--- START ---
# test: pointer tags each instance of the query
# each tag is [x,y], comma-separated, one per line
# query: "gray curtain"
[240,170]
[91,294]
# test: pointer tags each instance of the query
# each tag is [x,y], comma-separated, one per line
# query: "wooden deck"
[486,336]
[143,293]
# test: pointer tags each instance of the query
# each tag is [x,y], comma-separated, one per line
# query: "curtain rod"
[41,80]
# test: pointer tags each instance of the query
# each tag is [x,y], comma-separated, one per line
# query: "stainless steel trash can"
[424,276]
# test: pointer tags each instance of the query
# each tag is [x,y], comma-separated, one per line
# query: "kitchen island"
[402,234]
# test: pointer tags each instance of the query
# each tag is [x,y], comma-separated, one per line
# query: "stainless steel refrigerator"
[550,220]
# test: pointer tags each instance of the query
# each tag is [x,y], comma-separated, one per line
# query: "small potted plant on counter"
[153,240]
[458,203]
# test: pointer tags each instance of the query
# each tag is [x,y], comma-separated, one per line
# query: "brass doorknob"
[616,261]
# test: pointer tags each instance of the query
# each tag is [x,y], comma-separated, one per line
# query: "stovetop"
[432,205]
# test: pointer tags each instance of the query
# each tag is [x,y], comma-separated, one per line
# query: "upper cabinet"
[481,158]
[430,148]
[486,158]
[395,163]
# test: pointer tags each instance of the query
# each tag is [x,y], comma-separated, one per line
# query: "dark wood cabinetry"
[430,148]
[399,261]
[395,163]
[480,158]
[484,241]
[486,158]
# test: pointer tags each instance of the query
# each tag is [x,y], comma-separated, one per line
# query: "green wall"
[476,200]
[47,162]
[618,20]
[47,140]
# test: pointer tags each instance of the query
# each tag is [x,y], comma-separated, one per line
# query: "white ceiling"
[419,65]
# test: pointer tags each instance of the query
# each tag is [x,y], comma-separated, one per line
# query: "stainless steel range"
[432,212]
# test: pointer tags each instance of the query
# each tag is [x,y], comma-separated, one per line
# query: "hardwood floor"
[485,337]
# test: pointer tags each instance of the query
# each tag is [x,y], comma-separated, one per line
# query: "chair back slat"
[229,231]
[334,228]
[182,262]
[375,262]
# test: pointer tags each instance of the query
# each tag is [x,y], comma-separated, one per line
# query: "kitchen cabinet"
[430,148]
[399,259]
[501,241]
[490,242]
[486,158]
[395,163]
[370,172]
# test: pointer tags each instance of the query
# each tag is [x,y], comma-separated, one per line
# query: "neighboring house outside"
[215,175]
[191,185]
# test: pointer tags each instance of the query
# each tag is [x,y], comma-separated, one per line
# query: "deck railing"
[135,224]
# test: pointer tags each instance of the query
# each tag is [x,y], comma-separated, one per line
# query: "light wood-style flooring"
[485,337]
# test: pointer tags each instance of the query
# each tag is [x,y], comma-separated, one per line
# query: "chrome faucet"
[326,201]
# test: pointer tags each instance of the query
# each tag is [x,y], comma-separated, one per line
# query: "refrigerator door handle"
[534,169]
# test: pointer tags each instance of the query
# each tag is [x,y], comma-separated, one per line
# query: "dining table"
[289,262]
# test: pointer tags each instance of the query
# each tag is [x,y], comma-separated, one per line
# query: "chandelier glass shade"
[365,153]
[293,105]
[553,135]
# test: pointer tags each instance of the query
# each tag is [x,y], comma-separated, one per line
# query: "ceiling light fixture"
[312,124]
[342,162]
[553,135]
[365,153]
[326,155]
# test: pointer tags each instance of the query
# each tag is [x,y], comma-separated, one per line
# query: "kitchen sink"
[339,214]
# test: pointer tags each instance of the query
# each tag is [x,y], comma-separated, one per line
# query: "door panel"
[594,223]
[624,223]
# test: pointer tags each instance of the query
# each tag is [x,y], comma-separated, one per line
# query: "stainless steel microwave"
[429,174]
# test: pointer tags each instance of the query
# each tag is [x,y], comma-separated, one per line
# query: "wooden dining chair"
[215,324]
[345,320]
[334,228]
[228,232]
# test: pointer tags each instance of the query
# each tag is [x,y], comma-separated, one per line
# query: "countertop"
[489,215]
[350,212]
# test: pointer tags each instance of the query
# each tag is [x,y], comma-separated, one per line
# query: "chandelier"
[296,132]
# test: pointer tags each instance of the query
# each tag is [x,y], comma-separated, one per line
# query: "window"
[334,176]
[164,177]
--- END ---
Output the records in full. Keep every character as it is.

# test: pointer tags each instance of the query
# each tag is [x,y], comma-separated, one per line
# query: "gray curtain"
[240,170]
[91,294]
# test: pointer tags each instance of the query
# each tag is [x,y], comma-separated, one per line
# query: "wooden deck"
[486,336]
[143,293]
# test: pointer tags each instance of the query
# each tag is [x,y], comma-separated, one per line
# query: "curtain rod"
[41,80]
# test: pointer tags each instance of the query
# each tag is [x,y], comma-separated, one per line
# query: "stainless steel trash can"
[424,276]
# test: pointer tags each instance of the query
# each tag is [x,y], comma-separated, one per line
# query: "kitchen island"
[402,234]
# test: pointer tags each instance of the query
# each tag is [x,y], comma-separated, one per line
# query: "stainless steel refrigerator"
[550,220]
# test: pointer tags each instance of the query
# each tag is [x,y], comma-separated, one per line
# query: "small potted plant on counter"
[153,240]
[458,203]
# test: pointer tags each instance of the query
# each tag is [x,y], comma-separated, one per line
# query: "brass doorknob"
[616,261]
# test: pointer tags each instance of the query
# each tag is [x,y], comma-separated, one per line
# query: "stovetop"
[432,205]
# test: pointer tags each instance of the query
# each tag is [x,y], comma-separated, one per line
# query: "upper cabinet"
[481,158]
[430,148]
[486,158]
[395,163]
# test: pointer tags each instance of the query
# each tag is [x,y], comma-separated, one per line
# query: "dark wood cabinetry"
[430,148]
[399,261]
[395,163]
[480,158]
[484,241]
[486,158]
# test: pointer tags each instance of the query
# each tag is [x,y], comma-separated, one per line
# query: "green wall"
[476,200]
[47,162]
[618,20]
[47,140]
# test: pointer tags each instance of the query
# each tag is [x,y], comma-separated, one per line
# query: "white ceiling"
[419,65]
# test: pointer tags each instance of the query
# each tag is [x,y], comma-separated, one per line
# query: "stainless steel range"
[432,212]
# test: pointer tags each instance of the query
# each tag is [x,y], comma-separated, one per line
# query: "hardwood floor"
[485,337]
# test: pointer tags each instance of the query
# each tag is [x,y], comma-separated, one per line
# query: "chair back slat"
[229,231]
[334,228]
[182,262]
[375,262]
# test: pointer tags each instance of the query
# each tag is [x,y], comma-separated, one per line
# query: "kitchen cabinet"
[430,148]
[399,259]
[501,241]
[490,242]
[486,158]
[395,163]
[370,172]
# test: pointer tags each instance of the query
# each tag is [x,y], comma-separated, one per line
# query: "neighboring house outside"
[215,175]
[191,185]
# test: pointer tags each instance of the query
# each tag is [x,y], comma-separated, one per line
# query: "deck railing"
[135,224]
# test: pointer tags each instance of the query
# each tag is [x,y], comma-separated, one per line
# query: "light wood-style flooring"
[485,337]
# test: pointer tags each instance of the query
# each tag is [x,y], comma-separated, one per line
# query: "chrome faucet"
[326,201]
# test: pointer tags each instance of the query
# each tag is [x,y], comma-separated, one per line
# query: "refrigerator door handle"
[534,169]
# test: pointer tags each instance of the query
# each tag is [x,y], comma-separated, one per line
# query: "dining table"
[289,262]
# test: pointer tags each instance of the query
# each tag is [x,y], comma-separated, one per line
# query: "chandelier glass shade"
[365,153]
[293,105]
[553,135]
# test: pointer tags each instance of the query
# each tag is [x,y], comma-separated, one per line
# query: "ceiling light fixture"
[312,124]
[342,162]
[553,135]
[365,153]
[326,155]
# test: pointer tags each instance of the query
# each tag is [x,y], comma-separated, one per line
# query: "kitchen sink"
[339,214]
# test: pointer tags each instance of the query
# each tag is [x,y], comma-separated, one per line
# query: "door panel"
[594,223]
[624,223]
# test: pointer tags each instance of the query
# each tag is [x,y], comma-separated, one per line
# query: "stainless steel microwave"
[429,174]
# test: pointer tags each instance of the query
# each tag is [x,y], comma-separated, one per line
# query: "wooden dining chair"
[215,324]
[345,320]
[334,228]
[228,232]
# test: pointer tags each instance of the query
# each tag is [x,y], comma-separated, one per line
# query: "countertop"
[489,215]
[350,212]
# test: pointer tags each instance of the query
# each tag is [x,y], comma-separated, one per line
# query: "chandelier"
[296,132]
# test: pointer tags each instance of the query
# each tag is [x,y], comma-separated, one per line
# query: "window"
[334,176]
[164,177]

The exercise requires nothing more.